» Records

####

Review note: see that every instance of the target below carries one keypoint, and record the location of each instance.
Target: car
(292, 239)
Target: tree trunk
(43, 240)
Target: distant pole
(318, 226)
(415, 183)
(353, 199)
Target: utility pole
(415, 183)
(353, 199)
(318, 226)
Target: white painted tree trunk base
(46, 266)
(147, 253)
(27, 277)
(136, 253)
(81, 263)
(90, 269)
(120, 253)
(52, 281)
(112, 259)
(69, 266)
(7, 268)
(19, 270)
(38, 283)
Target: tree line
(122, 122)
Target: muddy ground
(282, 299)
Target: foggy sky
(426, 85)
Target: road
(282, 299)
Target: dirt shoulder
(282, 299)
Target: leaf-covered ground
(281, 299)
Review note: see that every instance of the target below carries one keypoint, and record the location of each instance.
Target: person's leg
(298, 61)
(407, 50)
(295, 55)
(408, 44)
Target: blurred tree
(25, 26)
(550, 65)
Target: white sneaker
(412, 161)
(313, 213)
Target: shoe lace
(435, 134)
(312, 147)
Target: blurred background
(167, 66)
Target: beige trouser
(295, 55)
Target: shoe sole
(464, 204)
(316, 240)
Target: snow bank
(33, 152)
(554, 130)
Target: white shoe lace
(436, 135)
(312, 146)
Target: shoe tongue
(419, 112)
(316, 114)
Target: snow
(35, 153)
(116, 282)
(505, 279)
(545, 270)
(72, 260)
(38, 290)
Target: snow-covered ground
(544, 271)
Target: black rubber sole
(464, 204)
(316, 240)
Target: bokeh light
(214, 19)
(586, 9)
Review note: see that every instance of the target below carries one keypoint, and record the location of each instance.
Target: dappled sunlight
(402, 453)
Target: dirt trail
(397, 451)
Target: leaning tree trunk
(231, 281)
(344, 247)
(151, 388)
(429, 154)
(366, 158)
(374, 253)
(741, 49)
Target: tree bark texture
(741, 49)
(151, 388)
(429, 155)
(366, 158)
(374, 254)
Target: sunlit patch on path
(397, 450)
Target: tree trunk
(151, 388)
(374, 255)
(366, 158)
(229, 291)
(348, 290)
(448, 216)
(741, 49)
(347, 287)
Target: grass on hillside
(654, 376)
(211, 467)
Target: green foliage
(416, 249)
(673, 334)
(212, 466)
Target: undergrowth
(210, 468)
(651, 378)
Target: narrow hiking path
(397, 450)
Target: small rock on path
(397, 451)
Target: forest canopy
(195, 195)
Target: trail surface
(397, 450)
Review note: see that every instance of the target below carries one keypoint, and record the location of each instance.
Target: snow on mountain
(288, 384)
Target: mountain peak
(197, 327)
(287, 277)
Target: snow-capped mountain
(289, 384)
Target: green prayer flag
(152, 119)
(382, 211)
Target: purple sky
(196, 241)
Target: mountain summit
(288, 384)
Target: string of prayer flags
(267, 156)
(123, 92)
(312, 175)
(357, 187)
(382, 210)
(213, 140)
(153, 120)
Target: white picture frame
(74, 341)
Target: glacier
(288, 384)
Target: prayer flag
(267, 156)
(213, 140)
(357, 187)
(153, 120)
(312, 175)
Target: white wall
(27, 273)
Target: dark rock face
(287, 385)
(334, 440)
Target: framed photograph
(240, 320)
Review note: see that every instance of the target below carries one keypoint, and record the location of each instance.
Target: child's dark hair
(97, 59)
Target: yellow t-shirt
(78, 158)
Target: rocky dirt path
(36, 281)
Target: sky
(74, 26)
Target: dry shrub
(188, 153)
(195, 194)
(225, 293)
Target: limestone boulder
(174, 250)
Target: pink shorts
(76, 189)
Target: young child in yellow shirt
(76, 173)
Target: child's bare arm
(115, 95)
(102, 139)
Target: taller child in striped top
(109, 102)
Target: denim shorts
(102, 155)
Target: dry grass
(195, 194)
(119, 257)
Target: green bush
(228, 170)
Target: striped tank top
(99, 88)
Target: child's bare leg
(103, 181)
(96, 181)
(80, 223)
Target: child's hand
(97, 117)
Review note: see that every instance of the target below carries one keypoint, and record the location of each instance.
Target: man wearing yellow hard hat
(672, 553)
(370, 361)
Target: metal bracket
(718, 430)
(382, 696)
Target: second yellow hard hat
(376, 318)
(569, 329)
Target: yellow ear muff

####

» Exercise instructions
Starting with the line that contains "Target: rocky dirt path", repeat each line through the last one exactly as it appears. Include both ends and nothing more.

» Solution to this problem
Target: rocky dirt path
(36, 281)
Target: sky
(74, 26)
Target: dry shrub
(188, 153)
(195, 194)
(225, 293)
Target: limestone boulder
(174, 250)
Target: pink shorts
(76, 189)
Target: young child in yellow shirt
(76, 173)
Target: child's bare arm
(115, 95)
(102, 139)
Target: taller child in striped top
(109, 102)
Target: denim shorts
(102, 155)
Target: dry grass
(195, 194)
(119, 257)
Target: green bush
(228, 170)
Target: striped tank top
(99, 88)
Target: child's bare leg
(103, 181)
(96, 181)
(80, 223)
Target: child's hand
(97, 117)
Review note: see that every instance of the target below carries one keypoint, and record the location of each instance.
Target: man wearing yellow hard hat
(672, 553)
(370, 361)
Target: metal bracket
(718, 430)
(382, 696)
Target: second yellow hard hat
(376, 318)
(569, 329)
Target: yellow ear muff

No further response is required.